I’m not sure that I have ever met anyone in the ecosystem management community that indiscriminately targets adventive species for eradication merely because of some arbitrary cutoff date (“post-Canoe Culture” introduction). Even on the mainland, no one has the resources to pursue all possible eradication programs, so you target the species that are presumed pestiferous and for which you hypothesize you have a reasonable chance of mitigation or eradication. This is a costs/benefits analysis based on available performance data for the organism, revised with whatever new data has accumulated since the critter’s arrival. If an introduced species provides valuable ecosystem services, promotes commercial production, has cultural significance, or has a neutral impact, it will not be prioritized for eradication.

# Record set
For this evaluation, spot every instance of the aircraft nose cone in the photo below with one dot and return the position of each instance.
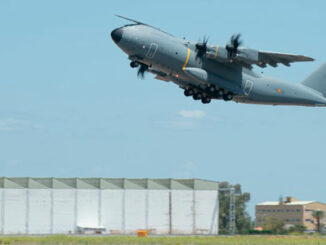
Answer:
(116, 35)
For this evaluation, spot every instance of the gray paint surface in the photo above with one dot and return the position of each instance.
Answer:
(174, 59)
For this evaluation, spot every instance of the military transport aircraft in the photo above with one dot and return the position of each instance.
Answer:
(208, 72)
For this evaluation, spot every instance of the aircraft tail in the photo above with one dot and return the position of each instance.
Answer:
(317, 80)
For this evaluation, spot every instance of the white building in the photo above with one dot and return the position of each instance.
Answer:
(120, 206)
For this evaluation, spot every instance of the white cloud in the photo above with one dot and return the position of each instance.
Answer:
(12, 124)
(193, 114)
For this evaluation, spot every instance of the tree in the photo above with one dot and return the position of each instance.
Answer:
(297, 228)
(242, 218)
(274, 224)
(318, 215)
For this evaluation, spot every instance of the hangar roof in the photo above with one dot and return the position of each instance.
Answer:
(107, 183)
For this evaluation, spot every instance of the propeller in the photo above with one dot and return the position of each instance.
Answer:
(201, 48)
(232, 47)
(142, 69)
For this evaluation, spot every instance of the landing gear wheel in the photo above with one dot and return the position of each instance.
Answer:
(134, 64)
(197, 96)
(227, 97)
(187, 93)
(220, 93)
(212, 89)
(206, 100)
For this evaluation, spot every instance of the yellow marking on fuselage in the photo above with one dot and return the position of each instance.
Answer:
(187, 59)
(216, 52)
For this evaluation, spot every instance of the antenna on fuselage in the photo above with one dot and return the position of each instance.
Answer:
(135, 21)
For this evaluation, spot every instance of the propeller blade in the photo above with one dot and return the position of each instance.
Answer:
(141, 71)
(232, 47)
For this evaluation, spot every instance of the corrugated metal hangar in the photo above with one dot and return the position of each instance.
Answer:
(116, 206)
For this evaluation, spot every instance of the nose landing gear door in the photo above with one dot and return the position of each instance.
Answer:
(151, 51)
(248, 87)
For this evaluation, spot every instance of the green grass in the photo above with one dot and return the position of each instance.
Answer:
(180, 240)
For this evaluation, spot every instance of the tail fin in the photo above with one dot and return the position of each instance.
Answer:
(317, 80)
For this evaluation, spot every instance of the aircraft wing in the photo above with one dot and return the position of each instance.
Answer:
(247, 57)
(272, 59)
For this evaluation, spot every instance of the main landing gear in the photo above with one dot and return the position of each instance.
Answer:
(134, 64)
(207, 97)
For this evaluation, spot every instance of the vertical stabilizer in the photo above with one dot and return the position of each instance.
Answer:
(317, 80)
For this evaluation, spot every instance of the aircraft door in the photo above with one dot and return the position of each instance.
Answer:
(248, 87)
(152, 50)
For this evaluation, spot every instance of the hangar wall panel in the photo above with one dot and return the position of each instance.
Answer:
(111, 210)
(64, 211)
(87, 208)
(162, 207)
(158, 211)
(39, 217)
(135, 215)
(206, 209)
(15, 211)
(182, 211)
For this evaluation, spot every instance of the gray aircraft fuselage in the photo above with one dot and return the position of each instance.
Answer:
(174, 59)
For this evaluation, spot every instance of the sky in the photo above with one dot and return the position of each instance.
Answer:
(70, 105)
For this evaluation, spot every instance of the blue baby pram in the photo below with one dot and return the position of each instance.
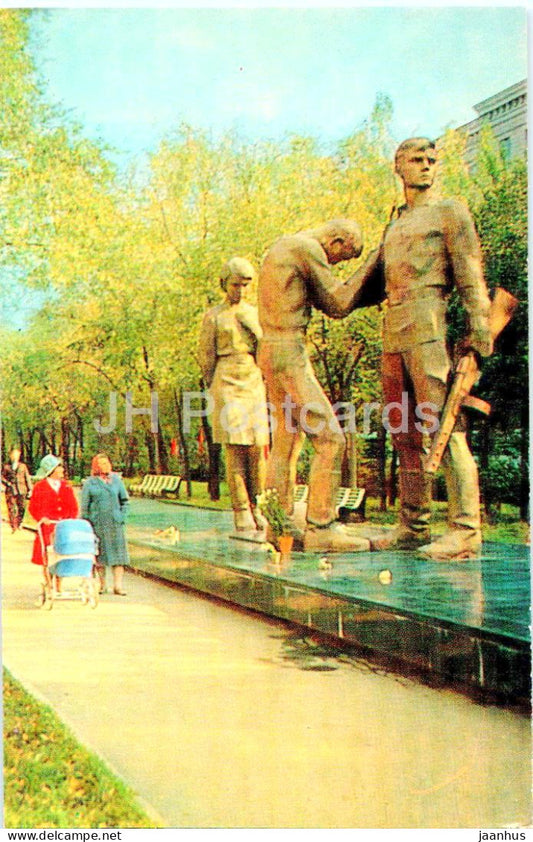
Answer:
(72, 554)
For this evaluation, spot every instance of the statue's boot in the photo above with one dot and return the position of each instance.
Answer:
(413, 530)
(243, 520)
(292, 529)
(462, 538)
(261, 522)
(454, 545)
(334, 538)
(403, 537)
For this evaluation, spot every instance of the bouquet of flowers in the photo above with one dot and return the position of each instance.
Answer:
(273, 511)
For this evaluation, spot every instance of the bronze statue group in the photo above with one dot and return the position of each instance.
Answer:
(429, 247)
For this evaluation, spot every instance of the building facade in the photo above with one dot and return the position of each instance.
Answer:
(506, 113)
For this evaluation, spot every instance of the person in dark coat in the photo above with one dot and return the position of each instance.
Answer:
(52, 499)
(104, 502)
(18, 486)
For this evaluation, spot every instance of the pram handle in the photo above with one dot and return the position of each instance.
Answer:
(44, 521)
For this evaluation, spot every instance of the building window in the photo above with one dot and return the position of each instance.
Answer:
(505, 148)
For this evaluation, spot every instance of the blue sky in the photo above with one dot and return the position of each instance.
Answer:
(131, 75)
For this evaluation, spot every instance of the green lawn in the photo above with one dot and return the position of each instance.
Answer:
(50, 780)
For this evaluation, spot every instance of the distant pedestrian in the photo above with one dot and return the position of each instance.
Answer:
(52, 499)
(18, 486)
(104, 502)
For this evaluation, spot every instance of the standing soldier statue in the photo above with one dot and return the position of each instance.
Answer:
(428, 248)
(228, 345)
(295, 277)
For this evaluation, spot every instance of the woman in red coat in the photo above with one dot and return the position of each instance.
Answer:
(52, 499)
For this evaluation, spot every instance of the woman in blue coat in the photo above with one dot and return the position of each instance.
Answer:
(104, 502)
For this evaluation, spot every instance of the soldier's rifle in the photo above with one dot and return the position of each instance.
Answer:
(465, 377)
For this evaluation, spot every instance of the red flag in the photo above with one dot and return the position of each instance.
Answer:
(201, 440)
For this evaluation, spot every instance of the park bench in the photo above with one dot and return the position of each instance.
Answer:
(157, 485)
(349, 501)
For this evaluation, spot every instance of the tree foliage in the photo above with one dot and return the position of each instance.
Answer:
(127, 267)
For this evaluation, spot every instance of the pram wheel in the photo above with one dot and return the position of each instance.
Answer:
(89, 592)
(46, 600)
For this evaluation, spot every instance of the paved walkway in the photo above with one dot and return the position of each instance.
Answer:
(220, 718)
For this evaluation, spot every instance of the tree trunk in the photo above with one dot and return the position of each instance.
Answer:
(162, 454)
(150, 446)
(65, 445)
(393, 484)
(349, 462)
(178, 402)
(213, 452)
(131, 455)
(524, 463)
(484, 485)
(382, 467)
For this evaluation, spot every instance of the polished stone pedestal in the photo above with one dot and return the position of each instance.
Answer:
(463, 624)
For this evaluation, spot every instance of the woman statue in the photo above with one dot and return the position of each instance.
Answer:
(228, 346)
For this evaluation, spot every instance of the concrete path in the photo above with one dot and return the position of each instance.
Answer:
(220, 718)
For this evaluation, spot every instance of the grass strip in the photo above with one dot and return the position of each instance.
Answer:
(50, 780)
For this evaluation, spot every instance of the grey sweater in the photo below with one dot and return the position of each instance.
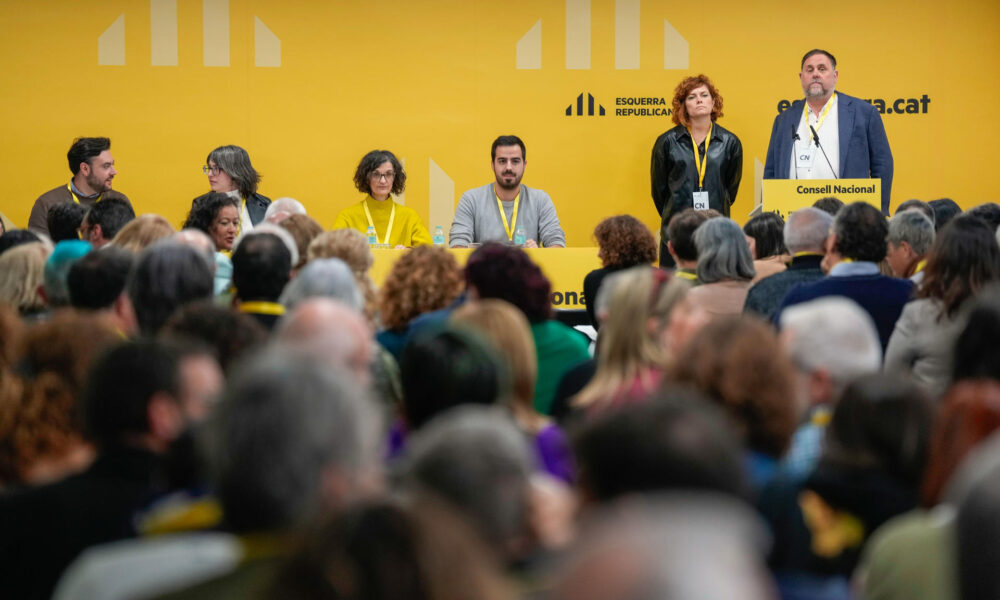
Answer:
(477, 218)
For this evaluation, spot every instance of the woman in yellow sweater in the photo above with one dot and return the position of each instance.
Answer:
(380, 174)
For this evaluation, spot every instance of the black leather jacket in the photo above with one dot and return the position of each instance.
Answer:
(675, 176)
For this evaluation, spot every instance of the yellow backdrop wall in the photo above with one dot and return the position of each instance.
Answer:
(308, 87)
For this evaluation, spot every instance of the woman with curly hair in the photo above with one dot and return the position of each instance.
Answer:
(623, 242)
(351, 247)
(41, 437)
(697, 164)
(422, 280)
(738, 362)
(378, 175)
(218, 215)
(766, 235)
(508, 331)
(497, 270)
(229, 172)
(963, 261)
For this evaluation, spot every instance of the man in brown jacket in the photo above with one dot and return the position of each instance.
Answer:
(93, 169)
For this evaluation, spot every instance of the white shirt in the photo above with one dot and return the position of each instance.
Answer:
(829, 139)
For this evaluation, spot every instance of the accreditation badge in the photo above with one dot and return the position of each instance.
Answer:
(805, 154)
(700, 201)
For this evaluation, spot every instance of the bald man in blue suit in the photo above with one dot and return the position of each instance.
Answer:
(862, 148)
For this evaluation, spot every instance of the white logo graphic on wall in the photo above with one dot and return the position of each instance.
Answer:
(163, 37)
(587, 110)
(578, 55)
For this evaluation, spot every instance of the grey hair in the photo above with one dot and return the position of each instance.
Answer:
(283, 423)
(276, 230)
(477, 459)
(236, 163)
(723, 251)
(833, 334)
(681, 546)
(283, 208)
(913, 227)
(806, 229)
(325, 277)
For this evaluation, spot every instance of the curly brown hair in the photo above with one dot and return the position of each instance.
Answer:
(684, 88)
(350, 246)
(738, 362)
(624, 241)
(424, 279)
(38, 412)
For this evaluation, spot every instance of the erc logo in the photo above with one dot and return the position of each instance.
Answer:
(590, 107)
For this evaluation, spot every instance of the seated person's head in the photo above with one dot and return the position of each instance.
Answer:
(680, 232)
(860, 231)
(168, 275)
(443, 368)
(64, 220)
(723, 252)
(806, 230)
(767, 231)
(262, 266)
(945, 209)
(500, 271)
(98, 279)
(623, 241)
(676, 441)
(104, 220)
(829, 205)
(914, 204)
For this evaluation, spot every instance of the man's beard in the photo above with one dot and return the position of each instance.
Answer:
(97, 184)
(511, 186)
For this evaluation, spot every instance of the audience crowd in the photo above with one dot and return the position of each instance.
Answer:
(803, 407)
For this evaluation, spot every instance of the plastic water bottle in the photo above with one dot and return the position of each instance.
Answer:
(519, 237)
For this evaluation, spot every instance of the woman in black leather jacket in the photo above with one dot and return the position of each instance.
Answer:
(230, 172)
(679, 179)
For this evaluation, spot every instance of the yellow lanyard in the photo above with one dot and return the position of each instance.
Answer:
(239, 224)
(77, 200)
(822, 115)
(508, 227)
(392, 217)
(698, 162)
(263, 308)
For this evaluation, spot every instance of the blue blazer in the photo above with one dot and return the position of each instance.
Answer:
(864, 147)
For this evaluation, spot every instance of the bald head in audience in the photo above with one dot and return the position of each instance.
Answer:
(332, 330)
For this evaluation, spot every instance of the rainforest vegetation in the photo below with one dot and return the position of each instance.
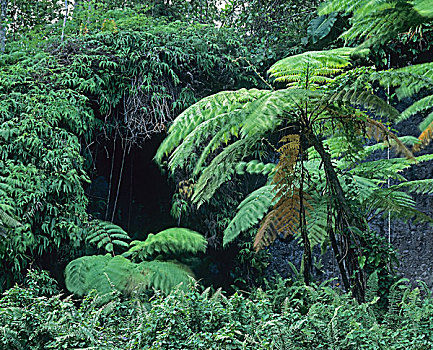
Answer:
(152, 154)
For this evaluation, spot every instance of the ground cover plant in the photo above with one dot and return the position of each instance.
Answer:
(270, 122)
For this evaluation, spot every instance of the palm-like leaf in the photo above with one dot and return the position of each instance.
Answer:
(175, 241)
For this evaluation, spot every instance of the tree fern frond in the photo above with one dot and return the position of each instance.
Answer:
(319, 64)
(221, 169)
(383, 169)
(424, 8)
(101, 272)
(165, 275)
(416, 186)
(368, 101)
(408, 80)
(418, 106)
(398, 204)
(7, 220)
(176, 240)
(426, 136)
(254, 167)
(249, 212)
(317, 220)
(203, 110)
(381, 133)
(107, 235)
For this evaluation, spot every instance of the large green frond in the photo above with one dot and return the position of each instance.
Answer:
(317, 65)
(416, 186)
(176, 240)
(249, 212)
(103, 273)
(165, 275)
(424, 7)
(221, 169)
(206, 109)
(423, 104)
(107, 235)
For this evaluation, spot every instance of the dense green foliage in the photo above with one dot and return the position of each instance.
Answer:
(147, 264)
(290, 152)
(286, 316)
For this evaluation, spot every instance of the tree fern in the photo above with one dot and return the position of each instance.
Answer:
(416, 186)
(424, 8)
(205, 109)
(254, 167)
(319, 66)
(165, 275)
(107, 235)
(249, 212)
(106, 273)
(377, 21)
(103, 273)
(175, 241)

# The tasks
A – From the passage on eradicating introduced species, quote the text between "I’m not sure" and "prioritized for eradication.", inclusive.
B – In one to three sentences, explain why, according to the passage on eradicating introduced species, managers target only certain species instead of pursuing every possible eradication program.
The data has no connection to the passage on eradicating introduced species.

# Expected results
A –
I’m not sure that I have ever met anyone in the ecosystem management community that indiscriminately targets adventive species for eradication merely because of some arbitrary cutoff date (“post-Canoe Culture” introduction). Even on the mainland, no one has the resources to pursue all possible eradication programs, so you target the species that are presumed pestiferous and for which you hypothesize you have a reasonable chance of mitigation or eradication. This is a costs/benefits analysis based on available performance data for the organism, revised with whatever new data has accumulated since the critter’s arrival. If an introduced species provides valuable ecosystem services, promotes commercial production, has cultural significance, or has a neutral impact, it will not be prioritized for eradication.

B – No one, even on the mainland, has the resources to pursue every possible eradication program. Managers therefore target species that are presumed pestiferous and for which they hypothesize a reasonable chance of mitigation or eradication.